**EXCERPT**.
I actually avoided other retellings at all costs until Sisters Red was written and lightly revised. I was terrified that reading something else would mess with my mythology, or I’d see a great idea and be unable to use it since it was already someone else’s. I did, however, read every version of the actual fairytale I could find—French; German; U.S., Disney-fied sweet versions; super dark original versions. I think by reading the fairytale in its many incarnations, I was more able to find the heart of the story and stick to it.

Did your relationship with your own sister—to whom the book is dedicated—inspire any of the scenes between Scarlett and Rosie?
I think my relationship with my sister inspired and influenced the entire book, to be honest! But there are several scenes that I plucked straight from our childhood. Specifically, one where Rosie is lamenting how when Scarlett got poison ivy, she was allowed to sleep in their mother’s bed, and another where both Scarlett and Rosie visit an apple harvest festival and everyone is dressed up in apple-themed clothing and kids have paper apples stapled to their shirts. I have a photo of Katie riding her bike, covered in paper apples with apples painted on her cheeks. I have really big blackmail plans for that photo . . .

Many early reader reviews of Sisters Red have focused on Scarlett’s role as a fierce heroine. What do you think makes a character fierce or powerful; is it physical strength, the willingness to kill, cleverness or is there more to it?
I think there’s always more to it. Scarlett is immensely physically powerful—I wouldn’t want to meet her in an alley! But she’s also emotionally fragile, desperate and scared. Rosie is not quite as strong as her sister, but is more confident in herself and her relationships, more willing to let herself be happy. They’re both strong—just in very different ways. Neither is necessarily superior, and those obviously aren’t the only “versions” of strength in the world.

**DATA RECORDS**.
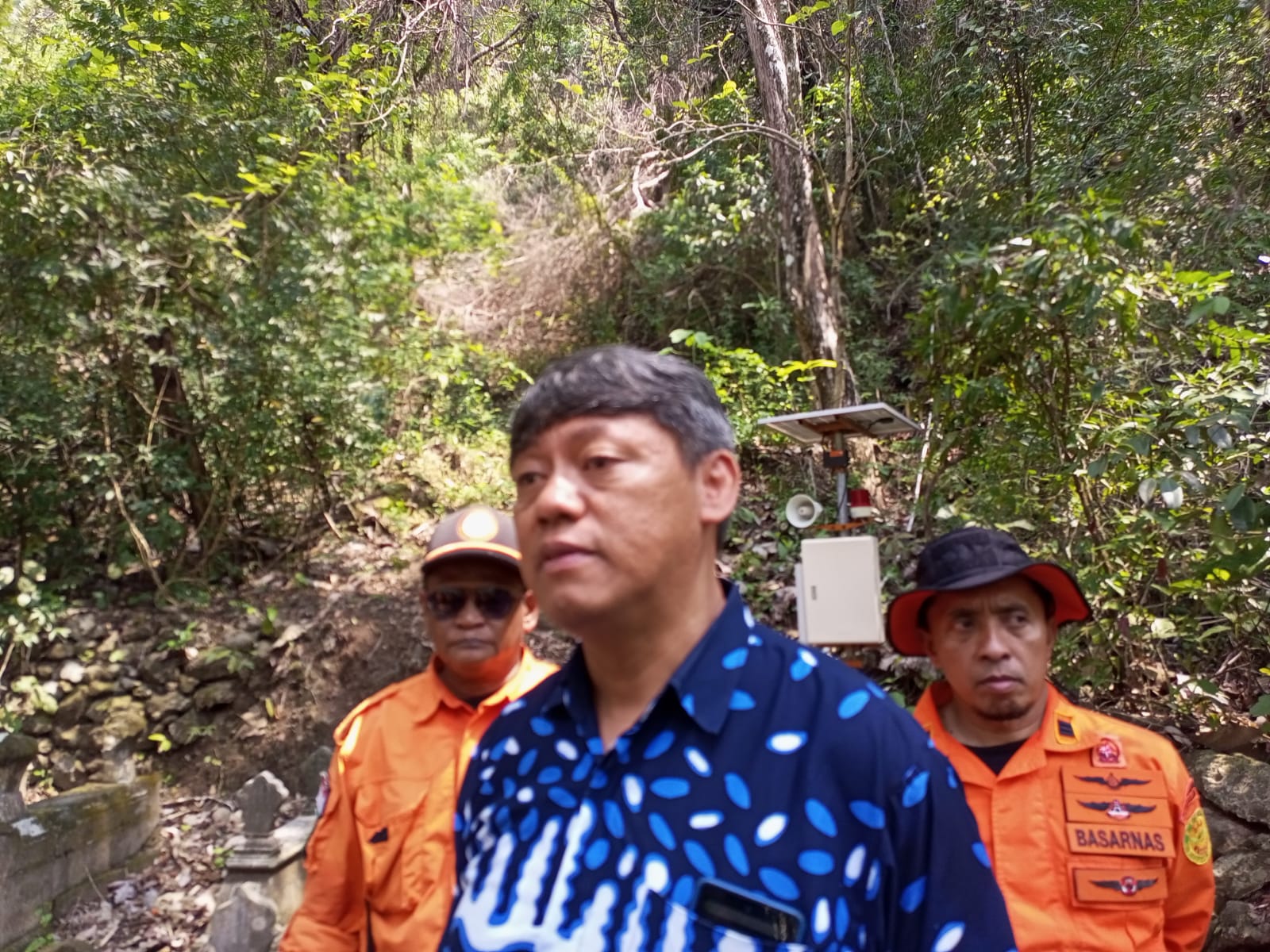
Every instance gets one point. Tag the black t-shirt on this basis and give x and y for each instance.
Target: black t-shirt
(997, 757)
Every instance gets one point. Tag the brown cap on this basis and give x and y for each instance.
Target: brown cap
(474, 531)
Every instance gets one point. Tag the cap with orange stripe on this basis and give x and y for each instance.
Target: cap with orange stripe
(474, 531)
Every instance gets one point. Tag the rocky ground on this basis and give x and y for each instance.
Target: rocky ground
(260, 678)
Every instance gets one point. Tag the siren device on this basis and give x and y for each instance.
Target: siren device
(802, 511)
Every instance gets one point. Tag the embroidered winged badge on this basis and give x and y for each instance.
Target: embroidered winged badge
(1126, 885)
(1114, 782)
(1115, 809)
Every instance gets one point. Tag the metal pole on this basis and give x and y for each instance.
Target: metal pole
(838, 444)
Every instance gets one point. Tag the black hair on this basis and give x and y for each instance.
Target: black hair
(615, 380)
(1043, 593)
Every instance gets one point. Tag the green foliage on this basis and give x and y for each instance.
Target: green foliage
(749, 386)
(1085, 393)
(209, 283)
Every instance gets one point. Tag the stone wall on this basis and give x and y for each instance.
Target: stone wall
(117, 687)
(1236, 795)
(50, 847)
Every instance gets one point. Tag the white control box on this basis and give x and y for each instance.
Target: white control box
(838, 588)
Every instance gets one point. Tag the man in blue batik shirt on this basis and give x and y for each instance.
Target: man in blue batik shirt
(691, 781)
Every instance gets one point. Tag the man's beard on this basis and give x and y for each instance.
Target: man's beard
(1005, 710)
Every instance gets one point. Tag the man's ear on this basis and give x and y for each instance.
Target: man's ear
(926, 645)
(531, 611)
(719, 486)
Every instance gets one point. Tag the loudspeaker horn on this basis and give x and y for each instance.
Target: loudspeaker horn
(802, 511)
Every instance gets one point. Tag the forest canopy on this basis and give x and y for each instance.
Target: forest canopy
(260, 259)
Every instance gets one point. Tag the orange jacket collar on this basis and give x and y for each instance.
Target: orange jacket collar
(1064, 727)
(425, 702)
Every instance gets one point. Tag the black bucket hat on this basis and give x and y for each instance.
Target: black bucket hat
(967, 559)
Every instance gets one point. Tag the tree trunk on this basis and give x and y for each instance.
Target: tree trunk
(812, 290)
(171, 410)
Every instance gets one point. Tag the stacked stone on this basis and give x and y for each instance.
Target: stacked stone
(1236, 793)
(114, 689)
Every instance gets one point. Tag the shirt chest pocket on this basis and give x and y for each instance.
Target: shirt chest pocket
(404, 850)
(1118, 901)
(683, 928)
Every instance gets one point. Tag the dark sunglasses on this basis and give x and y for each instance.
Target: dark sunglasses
(493, 602)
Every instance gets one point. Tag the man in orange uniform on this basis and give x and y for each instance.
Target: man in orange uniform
(1092, 825)
(380, 865)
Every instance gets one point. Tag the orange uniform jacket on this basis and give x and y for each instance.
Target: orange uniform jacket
(383, 850)
(1095, 833)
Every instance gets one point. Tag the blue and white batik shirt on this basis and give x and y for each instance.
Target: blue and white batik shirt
(764, 771)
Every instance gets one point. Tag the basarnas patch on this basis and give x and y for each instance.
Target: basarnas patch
(1197, 844)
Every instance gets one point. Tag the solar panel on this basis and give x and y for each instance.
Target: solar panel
(876, 420)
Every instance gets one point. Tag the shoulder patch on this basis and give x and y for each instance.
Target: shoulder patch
(1108, 753)
(1197, 844)
(1064, 731)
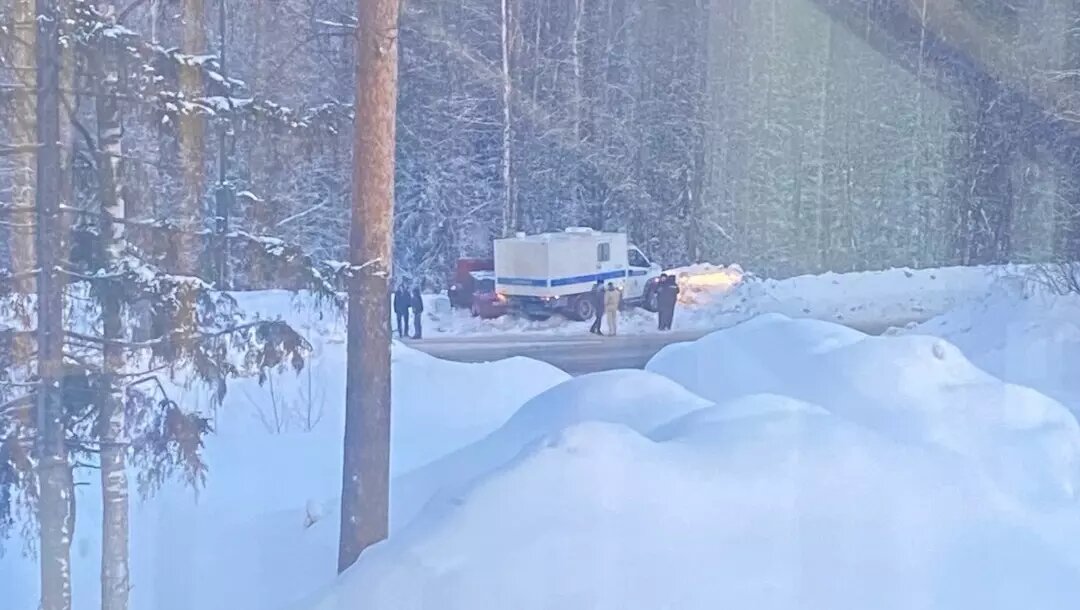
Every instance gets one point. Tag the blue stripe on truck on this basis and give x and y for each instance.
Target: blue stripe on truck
(569, 281)
(522, 282)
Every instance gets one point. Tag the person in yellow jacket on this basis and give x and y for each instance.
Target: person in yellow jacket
(611, 300)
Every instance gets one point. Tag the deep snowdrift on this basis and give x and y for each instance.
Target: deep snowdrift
(1021, 333)
(264, 530)
(881, 473)
(636, 398)
(794, 511)
(918, 390)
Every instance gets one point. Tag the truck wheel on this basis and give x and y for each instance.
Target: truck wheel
(582, 309)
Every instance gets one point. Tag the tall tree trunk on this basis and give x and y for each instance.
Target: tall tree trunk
(55, 493)
(111, 416)
(24, 132)
(192, 140)
(365, 486)
(510, 213)
(576, 109)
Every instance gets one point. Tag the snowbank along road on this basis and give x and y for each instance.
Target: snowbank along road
(577, 354)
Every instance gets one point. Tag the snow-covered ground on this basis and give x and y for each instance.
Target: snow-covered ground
(780, 464)
(1020, 331)
(714, 297)
(264, 530)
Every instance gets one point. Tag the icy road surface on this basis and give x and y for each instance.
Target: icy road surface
(579, 354)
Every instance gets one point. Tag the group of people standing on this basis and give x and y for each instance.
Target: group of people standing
(606, 301)
(405, 302)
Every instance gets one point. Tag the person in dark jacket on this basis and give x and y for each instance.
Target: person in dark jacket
(667, 298)
(417, 305)
(597, 308)
(402, 301)
(660, 300)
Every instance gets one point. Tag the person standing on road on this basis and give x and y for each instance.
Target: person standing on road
(660, 300)
(402, 301)
(667, 299)
(597, 297)
(417, 303)
(611, 300)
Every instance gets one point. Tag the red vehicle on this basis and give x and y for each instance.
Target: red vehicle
(486, 302)
(463, 284)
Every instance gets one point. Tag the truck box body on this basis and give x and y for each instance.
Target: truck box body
(551, 266)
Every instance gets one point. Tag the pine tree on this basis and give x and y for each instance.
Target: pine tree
(365, 487)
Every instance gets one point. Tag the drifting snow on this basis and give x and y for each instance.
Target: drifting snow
(919, 390)
(801, 511)
(636, 398)
(1021, 333)
(887, 473)
(264, 529)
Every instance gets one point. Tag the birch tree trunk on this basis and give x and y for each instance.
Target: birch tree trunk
(111, 416)
(510, 213)
(24, 132)
(55, 493)
(365, 486)
(192, 140)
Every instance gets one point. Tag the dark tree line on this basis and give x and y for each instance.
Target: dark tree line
(786, 135)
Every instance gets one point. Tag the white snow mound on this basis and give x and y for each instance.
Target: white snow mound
(636, 398)
(782, 511)
(913, 389)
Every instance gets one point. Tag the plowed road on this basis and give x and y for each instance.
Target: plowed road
(575, 354)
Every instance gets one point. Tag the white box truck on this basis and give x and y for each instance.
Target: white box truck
(554, 272)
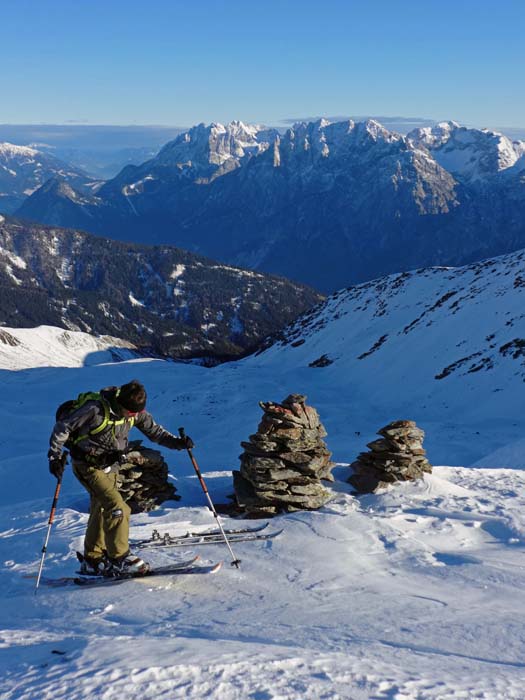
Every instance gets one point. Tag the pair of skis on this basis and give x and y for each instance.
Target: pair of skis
(181, 568)
(191, 539)
(177, 569)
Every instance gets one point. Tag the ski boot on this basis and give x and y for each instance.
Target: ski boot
(127, 566)
(90, 566)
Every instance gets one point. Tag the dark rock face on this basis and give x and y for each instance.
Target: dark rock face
(143, 480)
(347, 201)
(163, 300)
(397, 456)
(284, 462)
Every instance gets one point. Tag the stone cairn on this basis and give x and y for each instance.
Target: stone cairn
(143, 479)
(397, 456)
(284, 461)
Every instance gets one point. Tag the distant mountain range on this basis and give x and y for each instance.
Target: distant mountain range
(329, 204)
(163, 300)
(23, 170)
(101, 151)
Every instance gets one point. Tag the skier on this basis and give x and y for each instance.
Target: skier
(95, 430)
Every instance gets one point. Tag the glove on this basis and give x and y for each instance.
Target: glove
(57, 466)
(185, 443)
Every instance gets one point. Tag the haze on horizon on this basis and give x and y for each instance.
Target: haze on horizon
(178, 63)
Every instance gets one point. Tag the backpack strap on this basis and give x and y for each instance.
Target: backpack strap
(106, 421)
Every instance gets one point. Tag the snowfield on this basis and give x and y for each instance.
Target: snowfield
(415, 592)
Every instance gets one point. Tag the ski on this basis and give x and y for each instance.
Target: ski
(193, 541)
(152, 573)
(168, 539)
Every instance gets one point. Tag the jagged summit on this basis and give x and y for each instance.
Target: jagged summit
(346, 200)
(470, 154)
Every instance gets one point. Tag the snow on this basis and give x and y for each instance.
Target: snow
(177, 271)
(16, 260)
(473, 154)
(10, 150)
(412, 593)
(135, 302)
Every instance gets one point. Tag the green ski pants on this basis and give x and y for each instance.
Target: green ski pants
(108, 524)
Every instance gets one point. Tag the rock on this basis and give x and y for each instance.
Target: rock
(283, 463)
(397, 456)
(146, 488)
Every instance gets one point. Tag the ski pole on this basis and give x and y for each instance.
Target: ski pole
(235, 562)
(49, 526)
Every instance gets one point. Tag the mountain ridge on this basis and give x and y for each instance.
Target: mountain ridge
(162, 299)
(347, 201)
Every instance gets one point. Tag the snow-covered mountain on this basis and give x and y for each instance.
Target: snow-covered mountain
(415, 592)
(24, 169)
(48, 346)
(469, 154)
(348, 201)
(426, 344)
(162, 299)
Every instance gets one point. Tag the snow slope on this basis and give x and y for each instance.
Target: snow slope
(416, 592)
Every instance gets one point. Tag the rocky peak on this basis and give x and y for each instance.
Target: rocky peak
(469, 154)
(214, 144)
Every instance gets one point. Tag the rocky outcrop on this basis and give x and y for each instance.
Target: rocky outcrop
(143, 480)
(397, 456)
(284, 462)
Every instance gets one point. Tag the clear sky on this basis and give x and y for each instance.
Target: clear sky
(179, 62)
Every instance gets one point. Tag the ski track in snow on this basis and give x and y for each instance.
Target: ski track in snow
(416, 592)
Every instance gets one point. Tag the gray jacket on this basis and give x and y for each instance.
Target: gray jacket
(104, 447)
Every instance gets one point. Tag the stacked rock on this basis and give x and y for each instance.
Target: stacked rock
(284, 461)
(397, 456)
(143, 479)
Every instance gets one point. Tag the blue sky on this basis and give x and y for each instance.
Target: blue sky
(179, 63)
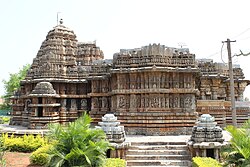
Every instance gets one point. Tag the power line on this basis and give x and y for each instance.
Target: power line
(221, 53)
(243, 32)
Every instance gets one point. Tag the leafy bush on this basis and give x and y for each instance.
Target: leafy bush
(26, 143)
(2, 153)
(41, 156)
(205, 162)
(4, 120)
(111, 162)
(238, 153)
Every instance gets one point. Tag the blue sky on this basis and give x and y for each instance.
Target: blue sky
(124, 24)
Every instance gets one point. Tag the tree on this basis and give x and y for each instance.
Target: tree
(13, 84)
(238, 153)
(77, 144)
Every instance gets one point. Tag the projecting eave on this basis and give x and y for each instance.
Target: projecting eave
(155, 68)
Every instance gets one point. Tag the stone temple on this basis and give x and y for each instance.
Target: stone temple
(152, 90)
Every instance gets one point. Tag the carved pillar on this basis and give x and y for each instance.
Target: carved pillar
(216, 154)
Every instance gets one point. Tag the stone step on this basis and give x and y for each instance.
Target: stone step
(166, 163)
(158, 157)
(157, 143)
(158, 147)
(157, 152)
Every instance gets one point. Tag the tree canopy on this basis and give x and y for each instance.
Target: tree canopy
(13, 84)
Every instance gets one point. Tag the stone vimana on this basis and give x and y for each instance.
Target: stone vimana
(152, 90)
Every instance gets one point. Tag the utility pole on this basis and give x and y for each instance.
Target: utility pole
(234, 119)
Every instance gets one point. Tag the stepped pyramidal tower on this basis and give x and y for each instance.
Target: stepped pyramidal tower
(152, 90)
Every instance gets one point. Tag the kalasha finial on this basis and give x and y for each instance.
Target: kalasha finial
(61, 21)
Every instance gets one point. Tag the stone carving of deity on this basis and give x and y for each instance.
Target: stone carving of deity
(188, 102)
(95, 102)
(27, 103)
(122, 102)
(83, 103)
(105, 102)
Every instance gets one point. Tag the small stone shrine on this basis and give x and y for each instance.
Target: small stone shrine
(115, 134)
(153, 89)
(206, 139)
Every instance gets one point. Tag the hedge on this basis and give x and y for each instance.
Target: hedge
(26, 143)
(205, 162)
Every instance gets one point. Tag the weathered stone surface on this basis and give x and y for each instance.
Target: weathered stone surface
(153, 90)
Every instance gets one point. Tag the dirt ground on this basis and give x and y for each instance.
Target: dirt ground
(15, 159)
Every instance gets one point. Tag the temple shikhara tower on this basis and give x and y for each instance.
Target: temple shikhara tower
(152, 90)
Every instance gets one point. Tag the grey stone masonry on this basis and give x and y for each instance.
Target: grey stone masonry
(206, 130)
(115, 133)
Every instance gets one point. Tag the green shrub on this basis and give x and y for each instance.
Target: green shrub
(205, 162)
(40, 156)
(111, 162)
(26, 143)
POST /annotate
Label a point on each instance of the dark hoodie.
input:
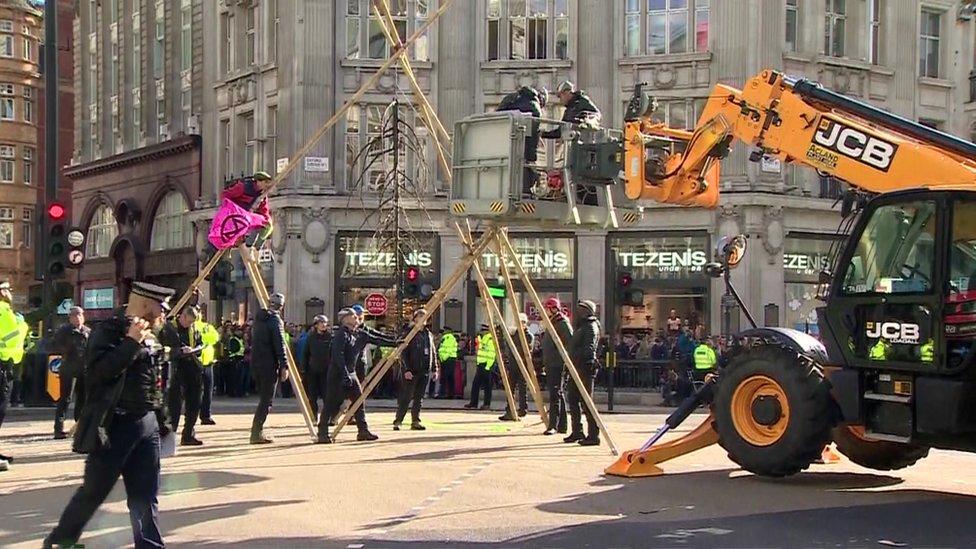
(267, 345)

**PROBLEMS**.
[1] According to the interview, what versions of the fairytale were read while Sisters Red was being written?
[2] Repeat the interview word for word from "Many early reader" to "in the world.".
[3] Write what follows the interview about Sisters Red, picking up after its last sentence.

**RESULTS FOR EACH TASK**.
[1] French, German, sweet Disney-fied U.S. versions, and super dark original versions.

[2]
Many early reader reviews of Sisters Red have focused on Scarlett’s role as a fierce heroine. What do you think makes a character fierce or powerful; is it physical strength, the willingness to kill, cleverness or is there more to it?
I think there’s always more to it. Scarlett is immensely physically powerful—I wouldn’t want to meet her in an alley! But she’s also emotionally fragile, desperate and scared. Rosie is not quite as strong as her sister, but is more confident in herself and her relationships, more willing to let herself be happy. They’re both strong—just in very different ways. Neither is necessarily superior, and those obviously aren’t the only “versions” of strength in the world.

[3]
The Fenris are portrayed as sexual predators. The fight scenes don’t shy away from graphic violence (a ripped-off elbow comes to mind). Did you worry about alienating fans of As You Wish, which is written for a younger audience (12 & up vs. 15 & up)? Did you set out to write a book with more “mature” content?
I won’t lie, I am worried that fans of As You Wish will be shocked to read Sisters Red, but I couldn’t let that stop me from writing Scarlett and Rosie’s story the way it needed to be written—and the truth is, there’s just no pretty, happy, sweet way for a werewolf to eat innocent girls. Trying to tone down the violence would have felt like lying.

You’ve said that the names in Sisters Red have significance—Rosie and Scarlett are both related to the color red, and their last name, March, is a reference to Little Women. Can you identify some of the other name references?
Silas’ name means forest/wood, and the apartment they move to is on Andern street—Andern is a city where the Grimm brothers lived. The house number, 333, is the number that Little Red Riding Hood is classified as on the Aarne-Thompson classification system for folktales. Screwtape the cat is named after The Screwtape Letters by C.S. Lewis.

Will Scarlett, Rosie or Silas ever make an appearance in another Sisters Red book?
I’m not sure at this point. The upcoming book, Sweetly, is a companion, not a direct sequel, as is the projected third book in the series. I would love to return to Scarlett, Rosie and Silas, I just don’t have a story for them yet!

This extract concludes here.